Top of The input

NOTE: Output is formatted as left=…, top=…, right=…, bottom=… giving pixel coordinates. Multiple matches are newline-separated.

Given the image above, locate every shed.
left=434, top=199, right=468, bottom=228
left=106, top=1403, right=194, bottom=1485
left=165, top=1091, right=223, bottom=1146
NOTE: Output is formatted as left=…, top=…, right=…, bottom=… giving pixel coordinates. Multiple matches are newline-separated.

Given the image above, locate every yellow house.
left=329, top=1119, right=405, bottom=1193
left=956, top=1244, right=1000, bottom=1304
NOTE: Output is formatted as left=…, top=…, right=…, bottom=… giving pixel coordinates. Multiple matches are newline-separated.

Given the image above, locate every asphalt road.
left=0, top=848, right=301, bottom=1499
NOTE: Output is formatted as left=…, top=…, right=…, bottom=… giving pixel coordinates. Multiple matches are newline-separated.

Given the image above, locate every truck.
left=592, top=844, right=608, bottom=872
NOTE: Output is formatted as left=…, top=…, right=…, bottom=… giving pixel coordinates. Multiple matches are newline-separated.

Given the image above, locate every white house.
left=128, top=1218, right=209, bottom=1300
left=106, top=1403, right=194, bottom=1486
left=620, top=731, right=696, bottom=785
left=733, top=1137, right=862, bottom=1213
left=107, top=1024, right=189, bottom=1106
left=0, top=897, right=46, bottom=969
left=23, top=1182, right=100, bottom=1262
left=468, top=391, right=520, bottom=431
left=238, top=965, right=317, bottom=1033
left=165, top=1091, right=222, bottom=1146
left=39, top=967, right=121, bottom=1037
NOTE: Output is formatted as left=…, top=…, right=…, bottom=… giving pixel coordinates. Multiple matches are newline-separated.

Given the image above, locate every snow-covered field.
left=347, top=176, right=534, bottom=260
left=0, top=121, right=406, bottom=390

Bottom of The input

Task to complete → Retype each record in full, please.

Written response →
NOTE: Output is formatted as left=…, top=…, right=…, bottom=… giving pixel coordinates. Multiple matches are newline-separated.

Given the image above, locate every shed.
left=434, top=199, right=468, bottom=228
left=106, top=1403, right=194, bottom=1485
left=165, top=1091, right=223, bottom=1146
NOTE: Output is formatted as left=…, top=…, right=…, bottom=… giving pixel coordinates. Multiple matches are newline-separated.

Given the image above, locate every yellow house.
left=329, top=1119, right=405, bottom=1193
left=956, top=1244, right=1000, bottom=1304
NOTE: Output is formatted as left=…, top=…, right=…, bottom=… giving pixel coordinates. Multiple matches are newline-separated.

Given the image above, locate every asphalt road.
left=0, top=848, right=301, bottom=1499
NOTE: Output is formatted as left=…, top=…, right=…, bottom=… giving pixel coordinates. Multiple matches are newline-separated.

Given the image above, locate every truck.
left=592, top=844, right=608, bottom=872
NOTE: Output is formatted as left=…, top=…, right=…, bottom=… giving pixel coordinates. Multiple matches are newline-separated.

Given the image above, locate every white house.
left=128, top=1218, right=209, bottom=1300
left=106, top=1403, right=194, bottom=1486
left=620, top=731, right=696, bottom=785
left=733, top=1137, right=862, bottom=1213
left=107, top=1024, right=189, bottom=1106
left=0, top=897, right=46, bottom=969
left=23, top=1182, right=100, bottom=1262
left=468, top=391, right=520, bottom=431
left=238, top=965, right=317, bottom=1033
left=165, top=1091, right=222, bottom=1146
left=39, top=967, right=121, bottom=1037
NOTE: Output is formatted as left=…, top=…, right=…, bottom=… giving pixel coordinates. Multiple matches are newline-separated.

Given the image above, locate every snow-covered field.
left=347, top=176, right=534, bottom=260
left=0, top=121, right=406, bottom=390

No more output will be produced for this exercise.